PROBLEM ->
All lines from the one with "Query: person standing" through the final line below are to be reproduced exactly; omit the others.

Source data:
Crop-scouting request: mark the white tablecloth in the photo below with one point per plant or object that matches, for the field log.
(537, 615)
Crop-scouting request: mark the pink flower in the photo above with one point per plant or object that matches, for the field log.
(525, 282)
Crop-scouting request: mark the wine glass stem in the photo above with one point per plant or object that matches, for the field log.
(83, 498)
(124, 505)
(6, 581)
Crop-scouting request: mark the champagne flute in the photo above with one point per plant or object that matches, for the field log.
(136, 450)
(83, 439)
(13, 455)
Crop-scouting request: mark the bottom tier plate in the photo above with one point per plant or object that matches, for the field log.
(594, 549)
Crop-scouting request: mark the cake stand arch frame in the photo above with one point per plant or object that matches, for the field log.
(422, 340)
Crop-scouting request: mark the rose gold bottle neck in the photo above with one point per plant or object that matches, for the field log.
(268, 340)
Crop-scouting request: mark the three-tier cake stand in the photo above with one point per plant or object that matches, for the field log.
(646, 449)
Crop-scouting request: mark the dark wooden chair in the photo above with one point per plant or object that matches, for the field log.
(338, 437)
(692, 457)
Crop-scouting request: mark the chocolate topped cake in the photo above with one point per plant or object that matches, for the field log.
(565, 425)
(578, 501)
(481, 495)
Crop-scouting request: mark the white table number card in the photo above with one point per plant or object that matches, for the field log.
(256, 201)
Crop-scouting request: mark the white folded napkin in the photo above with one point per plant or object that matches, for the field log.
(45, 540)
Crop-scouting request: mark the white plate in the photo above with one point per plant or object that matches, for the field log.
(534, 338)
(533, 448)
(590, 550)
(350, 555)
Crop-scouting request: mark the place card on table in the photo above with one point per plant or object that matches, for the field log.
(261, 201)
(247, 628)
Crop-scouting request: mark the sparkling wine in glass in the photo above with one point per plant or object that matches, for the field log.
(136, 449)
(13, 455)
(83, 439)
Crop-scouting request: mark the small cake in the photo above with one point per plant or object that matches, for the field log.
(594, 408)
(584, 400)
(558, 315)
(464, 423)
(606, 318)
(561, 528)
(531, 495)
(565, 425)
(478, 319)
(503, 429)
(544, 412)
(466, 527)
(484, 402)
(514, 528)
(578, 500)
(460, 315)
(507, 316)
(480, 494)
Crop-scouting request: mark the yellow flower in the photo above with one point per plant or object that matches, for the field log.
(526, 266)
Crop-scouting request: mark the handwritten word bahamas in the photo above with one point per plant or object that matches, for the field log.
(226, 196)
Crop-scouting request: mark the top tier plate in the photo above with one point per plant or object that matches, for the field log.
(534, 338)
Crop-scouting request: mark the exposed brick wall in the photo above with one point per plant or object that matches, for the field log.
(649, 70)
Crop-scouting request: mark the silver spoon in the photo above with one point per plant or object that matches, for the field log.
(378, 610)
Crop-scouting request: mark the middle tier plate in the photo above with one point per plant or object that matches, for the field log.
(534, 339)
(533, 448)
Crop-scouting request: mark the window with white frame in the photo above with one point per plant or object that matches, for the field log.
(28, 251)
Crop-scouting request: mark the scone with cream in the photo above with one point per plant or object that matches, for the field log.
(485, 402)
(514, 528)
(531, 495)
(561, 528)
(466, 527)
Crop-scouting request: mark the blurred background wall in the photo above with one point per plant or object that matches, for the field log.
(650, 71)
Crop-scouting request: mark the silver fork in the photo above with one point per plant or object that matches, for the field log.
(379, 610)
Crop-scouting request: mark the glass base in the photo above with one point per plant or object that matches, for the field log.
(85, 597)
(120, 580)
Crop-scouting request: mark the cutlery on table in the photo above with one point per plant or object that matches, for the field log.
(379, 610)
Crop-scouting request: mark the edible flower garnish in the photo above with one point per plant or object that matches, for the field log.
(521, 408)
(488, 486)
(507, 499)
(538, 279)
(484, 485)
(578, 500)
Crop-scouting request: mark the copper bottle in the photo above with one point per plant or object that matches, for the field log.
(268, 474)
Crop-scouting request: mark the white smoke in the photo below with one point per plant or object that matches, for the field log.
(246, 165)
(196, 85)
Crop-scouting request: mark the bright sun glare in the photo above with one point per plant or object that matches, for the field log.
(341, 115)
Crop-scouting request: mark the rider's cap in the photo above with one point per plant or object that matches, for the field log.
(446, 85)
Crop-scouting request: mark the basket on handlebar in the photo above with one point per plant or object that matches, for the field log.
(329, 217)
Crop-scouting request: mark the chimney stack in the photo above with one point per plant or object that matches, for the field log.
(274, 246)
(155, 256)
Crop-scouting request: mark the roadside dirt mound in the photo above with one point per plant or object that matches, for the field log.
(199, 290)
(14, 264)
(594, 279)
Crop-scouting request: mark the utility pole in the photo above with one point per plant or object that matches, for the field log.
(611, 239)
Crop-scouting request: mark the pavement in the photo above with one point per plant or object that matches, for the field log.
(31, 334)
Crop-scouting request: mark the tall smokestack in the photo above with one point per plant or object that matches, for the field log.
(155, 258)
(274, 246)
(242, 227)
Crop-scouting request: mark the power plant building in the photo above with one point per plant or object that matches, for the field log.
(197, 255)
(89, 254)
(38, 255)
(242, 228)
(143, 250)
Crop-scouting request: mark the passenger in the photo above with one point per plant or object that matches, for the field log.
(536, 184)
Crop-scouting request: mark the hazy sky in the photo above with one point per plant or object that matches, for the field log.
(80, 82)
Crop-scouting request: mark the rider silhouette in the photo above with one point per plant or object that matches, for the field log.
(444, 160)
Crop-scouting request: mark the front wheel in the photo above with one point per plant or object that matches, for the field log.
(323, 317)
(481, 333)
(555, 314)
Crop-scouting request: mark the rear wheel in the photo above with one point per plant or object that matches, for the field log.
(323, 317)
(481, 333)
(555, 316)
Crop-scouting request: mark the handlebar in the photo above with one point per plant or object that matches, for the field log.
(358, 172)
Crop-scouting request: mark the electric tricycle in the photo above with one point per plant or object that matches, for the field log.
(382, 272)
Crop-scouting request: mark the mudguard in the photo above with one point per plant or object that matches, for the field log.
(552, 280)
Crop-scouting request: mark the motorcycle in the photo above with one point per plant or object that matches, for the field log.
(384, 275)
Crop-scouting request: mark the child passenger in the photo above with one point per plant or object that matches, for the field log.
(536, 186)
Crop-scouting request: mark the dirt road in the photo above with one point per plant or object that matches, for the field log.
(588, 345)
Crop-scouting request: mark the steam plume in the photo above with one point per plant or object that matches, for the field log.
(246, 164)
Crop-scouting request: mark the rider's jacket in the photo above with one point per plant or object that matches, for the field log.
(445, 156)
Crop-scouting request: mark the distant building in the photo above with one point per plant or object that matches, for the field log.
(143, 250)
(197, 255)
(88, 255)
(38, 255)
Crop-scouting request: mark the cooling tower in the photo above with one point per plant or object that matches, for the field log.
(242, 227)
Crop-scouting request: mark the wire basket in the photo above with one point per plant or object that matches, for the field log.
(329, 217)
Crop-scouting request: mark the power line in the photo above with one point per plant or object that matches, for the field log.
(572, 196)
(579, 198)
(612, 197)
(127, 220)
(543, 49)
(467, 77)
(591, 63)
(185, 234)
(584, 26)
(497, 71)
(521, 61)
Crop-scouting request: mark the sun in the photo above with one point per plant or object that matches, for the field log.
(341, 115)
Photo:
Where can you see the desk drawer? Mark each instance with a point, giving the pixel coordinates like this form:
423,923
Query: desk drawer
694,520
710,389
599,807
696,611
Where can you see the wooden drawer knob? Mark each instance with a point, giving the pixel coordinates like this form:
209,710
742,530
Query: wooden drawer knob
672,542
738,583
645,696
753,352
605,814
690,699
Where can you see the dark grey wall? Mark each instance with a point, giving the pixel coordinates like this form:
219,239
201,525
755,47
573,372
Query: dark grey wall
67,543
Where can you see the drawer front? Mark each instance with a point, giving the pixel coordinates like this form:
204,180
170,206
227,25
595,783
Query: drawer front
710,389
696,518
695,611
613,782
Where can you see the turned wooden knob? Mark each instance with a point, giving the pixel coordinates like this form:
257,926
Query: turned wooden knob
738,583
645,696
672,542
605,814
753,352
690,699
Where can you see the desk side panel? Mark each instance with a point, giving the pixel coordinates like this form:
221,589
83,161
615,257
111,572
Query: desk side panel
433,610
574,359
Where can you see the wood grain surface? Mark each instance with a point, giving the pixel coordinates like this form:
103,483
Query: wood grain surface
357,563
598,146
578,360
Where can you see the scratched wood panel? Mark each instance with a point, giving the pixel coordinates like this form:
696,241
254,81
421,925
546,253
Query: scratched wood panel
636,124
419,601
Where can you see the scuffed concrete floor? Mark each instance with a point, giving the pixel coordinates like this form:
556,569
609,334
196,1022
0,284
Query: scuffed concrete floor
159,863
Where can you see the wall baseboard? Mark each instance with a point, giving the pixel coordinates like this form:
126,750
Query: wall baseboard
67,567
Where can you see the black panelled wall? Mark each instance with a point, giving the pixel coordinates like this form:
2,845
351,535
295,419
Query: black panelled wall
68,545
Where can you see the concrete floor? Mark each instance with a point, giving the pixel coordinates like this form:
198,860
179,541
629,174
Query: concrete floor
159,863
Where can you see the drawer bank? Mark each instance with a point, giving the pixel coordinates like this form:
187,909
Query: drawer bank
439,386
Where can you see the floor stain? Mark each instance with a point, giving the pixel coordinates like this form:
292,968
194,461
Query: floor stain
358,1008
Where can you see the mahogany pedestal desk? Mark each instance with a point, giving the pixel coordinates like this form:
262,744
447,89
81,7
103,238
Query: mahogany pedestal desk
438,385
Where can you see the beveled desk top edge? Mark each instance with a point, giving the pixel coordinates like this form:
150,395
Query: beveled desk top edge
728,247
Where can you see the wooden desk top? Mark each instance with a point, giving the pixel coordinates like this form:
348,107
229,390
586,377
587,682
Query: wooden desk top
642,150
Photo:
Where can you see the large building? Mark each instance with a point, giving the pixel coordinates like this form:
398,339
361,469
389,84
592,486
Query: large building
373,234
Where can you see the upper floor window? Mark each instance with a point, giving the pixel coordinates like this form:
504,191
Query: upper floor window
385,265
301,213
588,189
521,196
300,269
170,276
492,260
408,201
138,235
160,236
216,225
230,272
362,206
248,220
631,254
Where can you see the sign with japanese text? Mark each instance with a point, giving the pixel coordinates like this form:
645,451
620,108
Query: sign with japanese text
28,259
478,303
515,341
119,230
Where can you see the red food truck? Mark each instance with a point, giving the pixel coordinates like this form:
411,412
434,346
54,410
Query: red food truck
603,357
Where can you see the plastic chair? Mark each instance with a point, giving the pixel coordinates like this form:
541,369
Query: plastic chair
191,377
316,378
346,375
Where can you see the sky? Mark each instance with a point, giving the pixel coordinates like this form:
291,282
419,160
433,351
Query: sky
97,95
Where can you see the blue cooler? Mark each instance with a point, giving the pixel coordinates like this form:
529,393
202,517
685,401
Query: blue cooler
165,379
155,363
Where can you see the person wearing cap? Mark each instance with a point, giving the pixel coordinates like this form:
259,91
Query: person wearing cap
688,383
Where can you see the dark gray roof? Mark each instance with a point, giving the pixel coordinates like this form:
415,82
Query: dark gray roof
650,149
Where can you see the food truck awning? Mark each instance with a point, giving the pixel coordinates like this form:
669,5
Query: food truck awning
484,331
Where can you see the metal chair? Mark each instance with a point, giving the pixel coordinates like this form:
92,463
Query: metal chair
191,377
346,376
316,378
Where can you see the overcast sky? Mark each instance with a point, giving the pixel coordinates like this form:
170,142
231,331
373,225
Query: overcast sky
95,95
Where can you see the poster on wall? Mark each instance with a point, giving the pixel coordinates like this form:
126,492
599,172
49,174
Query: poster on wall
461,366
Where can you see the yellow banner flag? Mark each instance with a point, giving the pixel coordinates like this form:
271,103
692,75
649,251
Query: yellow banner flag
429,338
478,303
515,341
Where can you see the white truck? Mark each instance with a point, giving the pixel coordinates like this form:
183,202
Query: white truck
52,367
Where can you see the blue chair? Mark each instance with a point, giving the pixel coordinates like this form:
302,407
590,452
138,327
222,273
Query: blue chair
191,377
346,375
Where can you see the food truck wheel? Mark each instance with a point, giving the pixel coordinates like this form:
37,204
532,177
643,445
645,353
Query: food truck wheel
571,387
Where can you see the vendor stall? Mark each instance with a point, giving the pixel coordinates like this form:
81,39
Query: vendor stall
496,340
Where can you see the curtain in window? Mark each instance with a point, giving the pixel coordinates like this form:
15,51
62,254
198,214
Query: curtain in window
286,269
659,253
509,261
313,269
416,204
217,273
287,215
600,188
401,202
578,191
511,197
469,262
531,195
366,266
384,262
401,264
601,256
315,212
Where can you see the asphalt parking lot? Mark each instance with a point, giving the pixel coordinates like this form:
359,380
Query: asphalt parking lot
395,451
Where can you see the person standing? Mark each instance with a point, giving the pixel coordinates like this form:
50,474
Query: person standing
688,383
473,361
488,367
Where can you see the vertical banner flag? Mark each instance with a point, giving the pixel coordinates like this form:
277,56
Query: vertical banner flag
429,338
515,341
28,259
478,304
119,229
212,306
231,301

EXERCISE ANSWER ->
Query: person standing
688,383
473,361
488,367
Where can you see the vertical banner flag? Mark each instance with a point, giving the pixel coordinates like this form:
277,56
Query: vertical banner flag
429,338
515,341
28,259
478,304
119,229
212,306
231,301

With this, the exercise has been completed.